▶ [EXCERPTED TEXT]
----

There is little doubt, one would conclude from looking at the irrigation civilizations, that specific technological changes demand equally specific social and political innovations.
That the basic institutions of the irrigation cities of the Old World, despite great cultural difference, all exhibited striking similarity may not prove much.
After all, there probably was a great deal of cultural diffusion (though I refuse to get into the quicksand of debating whether Mesopotamia or China was the original innovator).
But the fact that the irrigation civilizations of the New World around the Lake of Mexico and in Maya Yucatan, though culturally completely independent, millennia later evolved institutions which, in fundamentals, closely resemble those of the Old World (e. g., an organized government with social classes and a permanent military, and writing) would argue strongly that the solutions to specific conditions created by new technology have to be specific and are, therefore, limited in number and scope.
In other words, one lesson to be learned from the first technological revolution is that new technology creates what a philosopher of history might call “objective reality.”
And objective reality has to be dealt with on its terms.
Such a reality would, for instance, be the conversion, in the course of the first technological revolution, of human space from “habitat” into “settlement,” that is, into a permanent territorial unit always to be found in the same place—unlike the migrating herds of pastoral people or the hunting grounds of primitive tribes.
This alone made obsolete the tribe and demanded a permanent, impersonal, and rather powerful government.
(3) But the irrigation civilizations can teach us also that the new objective reality determines only the gross parameters of the solutions.
It determines where, and in respect to what, new institutions are needed.
It does not make anything “inevitable.”
It leaves wide open how the new problems are to be tackled, what the purposes and values of the new institutions are to be.
In the irrigation civilizations of the New World the individual, for instance, failed to make his appearance.
Never, as far as we know, did these civilizations get around to separating law from custom nor, despite a highly developed trade, did they invent money.
Even within the Old World, where one irrigation civilization could learn from the others, there were very great differences.
They were far from homogeneous even though all had similar tasks to accomplish and developed similar institutions for these tasks.
The different specific answers expressed above all different views regarding man, his position in the universe, and his society—different purposes and greatly differing values.
Impersonal bureaucratic government had to arise in all these civilizations; without it they could not have functioned.
But in the Near East it was seen at a very early stage that such a government could serve equally to exploit and hold down the common man and to establish justice for all and protection for the weak.
From the beginning the Near East saw an ethical decision as crucial to government.
In Egypt, however, this decision was never seen.
The question of the purpose of government was never asked.
And the central quest of government in China was not justice but harmony.
It was in Egypt that the individual first emerged, as witness the many statues, portraits, and writings of professional men, such as scribes and administrators, that have come down to us—most of them superbly aware of the uniqueness of the individual and clearly asserting his primacy.
It is early Egypt, for instance, which records the names of architects who built the great pyramids.
We have no names for the equally great architects of the castles and palaces of Assur or Babylon, let alone for the early architects of China.
But Egypt suppressed the individual after a fairly short period during which he flowered (perhaps as part of the reaction against the dangerous heresies of Ikhnaton).
There is no individual left in the records of the Middle and New Kingdoms, which perhaps explains their relative sterility.
In the other areas two entirely different basic approaches emerged.
One, that of Mesopotamia and of the Taoists, we might call “personalism,” the approach that found its greatest expression later in the Hebrew prophets and in the Greek dramatists.
Here the stress is on developing to the fullest the capacities of the person.

----

▶ [SUPPLIED RECORDS]
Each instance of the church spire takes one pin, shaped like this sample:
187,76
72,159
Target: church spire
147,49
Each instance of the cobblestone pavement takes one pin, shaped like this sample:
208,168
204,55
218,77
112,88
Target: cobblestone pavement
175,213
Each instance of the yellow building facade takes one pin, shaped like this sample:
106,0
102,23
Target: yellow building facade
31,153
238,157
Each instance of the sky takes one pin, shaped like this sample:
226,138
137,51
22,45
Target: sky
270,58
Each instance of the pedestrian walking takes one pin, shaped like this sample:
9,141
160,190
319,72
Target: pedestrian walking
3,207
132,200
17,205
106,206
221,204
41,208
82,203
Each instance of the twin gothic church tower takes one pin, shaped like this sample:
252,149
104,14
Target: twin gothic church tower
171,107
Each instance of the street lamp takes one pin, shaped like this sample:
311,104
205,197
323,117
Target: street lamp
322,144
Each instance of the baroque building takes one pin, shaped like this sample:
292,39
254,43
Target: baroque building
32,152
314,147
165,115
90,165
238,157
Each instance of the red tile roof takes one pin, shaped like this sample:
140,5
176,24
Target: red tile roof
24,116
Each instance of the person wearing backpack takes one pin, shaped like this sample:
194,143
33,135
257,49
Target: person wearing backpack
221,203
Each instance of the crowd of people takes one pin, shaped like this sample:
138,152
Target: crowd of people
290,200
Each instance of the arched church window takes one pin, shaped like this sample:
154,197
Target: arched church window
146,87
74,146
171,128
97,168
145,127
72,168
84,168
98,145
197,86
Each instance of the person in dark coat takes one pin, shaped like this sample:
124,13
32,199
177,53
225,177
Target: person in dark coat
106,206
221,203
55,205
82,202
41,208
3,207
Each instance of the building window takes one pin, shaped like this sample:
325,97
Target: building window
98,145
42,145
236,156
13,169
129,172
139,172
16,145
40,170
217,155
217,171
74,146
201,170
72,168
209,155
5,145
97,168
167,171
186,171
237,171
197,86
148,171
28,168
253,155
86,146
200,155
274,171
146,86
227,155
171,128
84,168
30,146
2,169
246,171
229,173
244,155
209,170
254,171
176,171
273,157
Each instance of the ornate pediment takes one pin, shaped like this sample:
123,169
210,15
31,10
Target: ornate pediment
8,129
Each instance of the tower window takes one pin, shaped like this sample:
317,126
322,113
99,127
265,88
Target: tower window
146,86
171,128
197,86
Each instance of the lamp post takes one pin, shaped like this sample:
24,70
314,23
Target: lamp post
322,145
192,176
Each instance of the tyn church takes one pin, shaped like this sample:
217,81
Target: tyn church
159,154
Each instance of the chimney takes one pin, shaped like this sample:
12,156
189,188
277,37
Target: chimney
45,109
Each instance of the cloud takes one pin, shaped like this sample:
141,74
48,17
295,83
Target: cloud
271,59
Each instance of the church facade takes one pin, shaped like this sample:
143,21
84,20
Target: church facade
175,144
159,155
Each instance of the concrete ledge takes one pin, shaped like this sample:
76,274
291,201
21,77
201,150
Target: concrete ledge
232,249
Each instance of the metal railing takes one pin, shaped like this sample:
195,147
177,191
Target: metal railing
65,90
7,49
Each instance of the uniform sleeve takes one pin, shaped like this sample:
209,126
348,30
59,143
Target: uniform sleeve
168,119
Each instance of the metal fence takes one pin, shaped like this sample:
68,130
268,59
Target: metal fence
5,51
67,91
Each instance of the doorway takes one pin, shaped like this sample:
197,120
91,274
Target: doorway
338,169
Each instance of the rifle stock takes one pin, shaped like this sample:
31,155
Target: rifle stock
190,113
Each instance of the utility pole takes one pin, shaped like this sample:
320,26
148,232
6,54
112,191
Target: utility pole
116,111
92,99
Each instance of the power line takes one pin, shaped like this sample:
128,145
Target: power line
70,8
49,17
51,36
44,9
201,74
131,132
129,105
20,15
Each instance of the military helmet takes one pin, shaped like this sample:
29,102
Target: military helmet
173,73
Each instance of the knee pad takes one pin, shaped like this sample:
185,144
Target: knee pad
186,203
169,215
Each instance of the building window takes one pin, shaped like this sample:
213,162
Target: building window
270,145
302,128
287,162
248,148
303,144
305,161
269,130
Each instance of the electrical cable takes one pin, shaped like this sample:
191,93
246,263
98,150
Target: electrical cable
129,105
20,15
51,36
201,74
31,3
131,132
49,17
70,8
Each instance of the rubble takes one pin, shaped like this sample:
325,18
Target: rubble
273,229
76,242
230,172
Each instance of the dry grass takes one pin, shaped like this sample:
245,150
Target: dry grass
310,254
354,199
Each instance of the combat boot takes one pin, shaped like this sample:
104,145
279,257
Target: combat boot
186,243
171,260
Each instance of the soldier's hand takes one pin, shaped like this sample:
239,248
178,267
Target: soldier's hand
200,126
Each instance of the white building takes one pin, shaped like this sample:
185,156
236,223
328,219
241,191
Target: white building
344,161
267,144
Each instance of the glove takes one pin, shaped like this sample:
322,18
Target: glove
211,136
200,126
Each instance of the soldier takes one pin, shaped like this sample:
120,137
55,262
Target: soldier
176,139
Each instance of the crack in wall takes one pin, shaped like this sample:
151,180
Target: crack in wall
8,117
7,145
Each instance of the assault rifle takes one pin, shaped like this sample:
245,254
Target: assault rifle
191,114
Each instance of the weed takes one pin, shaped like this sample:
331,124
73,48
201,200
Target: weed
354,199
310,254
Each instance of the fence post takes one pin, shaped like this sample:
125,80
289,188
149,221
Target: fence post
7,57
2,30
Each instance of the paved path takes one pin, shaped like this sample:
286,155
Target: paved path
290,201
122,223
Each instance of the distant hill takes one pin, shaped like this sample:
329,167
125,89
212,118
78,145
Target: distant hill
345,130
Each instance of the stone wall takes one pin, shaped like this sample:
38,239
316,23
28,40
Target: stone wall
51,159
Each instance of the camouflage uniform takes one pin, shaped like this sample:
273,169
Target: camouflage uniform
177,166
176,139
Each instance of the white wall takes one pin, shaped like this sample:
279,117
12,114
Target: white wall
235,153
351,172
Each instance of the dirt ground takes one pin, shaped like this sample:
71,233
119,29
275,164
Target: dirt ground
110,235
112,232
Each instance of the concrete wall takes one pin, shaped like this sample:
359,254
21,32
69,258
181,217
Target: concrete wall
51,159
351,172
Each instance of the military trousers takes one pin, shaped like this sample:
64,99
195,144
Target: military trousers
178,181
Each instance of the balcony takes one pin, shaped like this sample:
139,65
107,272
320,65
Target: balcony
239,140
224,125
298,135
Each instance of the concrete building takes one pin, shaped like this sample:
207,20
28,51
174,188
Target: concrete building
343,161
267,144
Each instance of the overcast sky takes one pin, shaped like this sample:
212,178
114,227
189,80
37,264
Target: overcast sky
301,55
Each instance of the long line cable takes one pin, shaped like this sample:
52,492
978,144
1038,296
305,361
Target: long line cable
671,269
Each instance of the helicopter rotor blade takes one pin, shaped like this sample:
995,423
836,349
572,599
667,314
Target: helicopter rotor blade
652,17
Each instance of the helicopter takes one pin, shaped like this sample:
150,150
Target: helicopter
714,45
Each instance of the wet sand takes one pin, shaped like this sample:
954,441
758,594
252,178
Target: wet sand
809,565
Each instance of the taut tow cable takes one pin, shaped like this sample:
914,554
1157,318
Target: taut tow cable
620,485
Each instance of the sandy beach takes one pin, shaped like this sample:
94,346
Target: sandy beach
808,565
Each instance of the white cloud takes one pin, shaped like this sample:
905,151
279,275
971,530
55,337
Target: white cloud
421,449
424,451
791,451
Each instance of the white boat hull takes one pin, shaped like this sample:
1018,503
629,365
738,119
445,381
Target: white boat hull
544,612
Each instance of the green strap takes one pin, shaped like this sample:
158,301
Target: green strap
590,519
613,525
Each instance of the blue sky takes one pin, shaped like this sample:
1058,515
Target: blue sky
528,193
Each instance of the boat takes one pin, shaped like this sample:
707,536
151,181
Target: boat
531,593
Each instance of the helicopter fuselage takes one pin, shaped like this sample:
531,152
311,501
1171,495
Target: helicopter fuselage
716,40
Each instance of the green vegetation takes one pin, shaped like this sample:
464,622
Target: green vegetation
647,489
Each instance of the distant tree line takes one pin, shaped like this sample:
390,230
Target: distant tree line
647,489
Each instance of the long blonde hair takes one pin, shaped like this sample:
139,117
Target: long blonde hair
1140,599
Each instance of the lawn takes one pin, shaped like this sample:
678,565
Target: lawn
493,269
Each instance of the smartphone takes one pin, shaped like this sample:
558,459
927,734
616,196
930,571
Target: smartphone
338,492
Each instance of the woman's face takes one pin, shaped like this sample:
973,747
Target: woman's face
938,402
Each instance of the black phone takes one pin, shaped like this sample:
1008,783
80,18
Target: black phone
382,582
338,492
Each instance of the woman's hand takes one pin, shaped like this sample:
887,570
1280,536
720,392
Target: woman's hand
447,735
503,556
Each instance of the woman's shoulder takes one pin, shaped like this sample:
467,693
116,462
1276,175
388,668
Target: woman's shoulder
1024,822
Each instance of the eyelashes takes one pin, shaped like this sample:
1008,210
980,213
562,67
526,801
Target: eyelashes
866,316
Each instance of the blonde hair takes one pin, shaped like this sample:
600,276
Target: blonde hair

----

▶ [PROBLEMS]
A) Answer these questions from the excerpt on irrigation civilizations, one answer per line:
(i) What was the central quest of government in China?
(ii) What did the New World irrigation civilizations fail to invent despite a highly developed trade?
(iii) Whose names does early Egypt record, according to the excerpt?
B) List everything the excerpt on irrigation civilizations says the irrigation civilizations of the New World failed to develop or achieve.

▶ [ANSWERS FOR THIS EXERCISE]
A)
(i) Harmony, not justice.
(ii) Money.
(iii) The architects who built the great pyramids.

B)
- The individual never made his appearance.
- Law was never separated from custom.
- Money was never invented.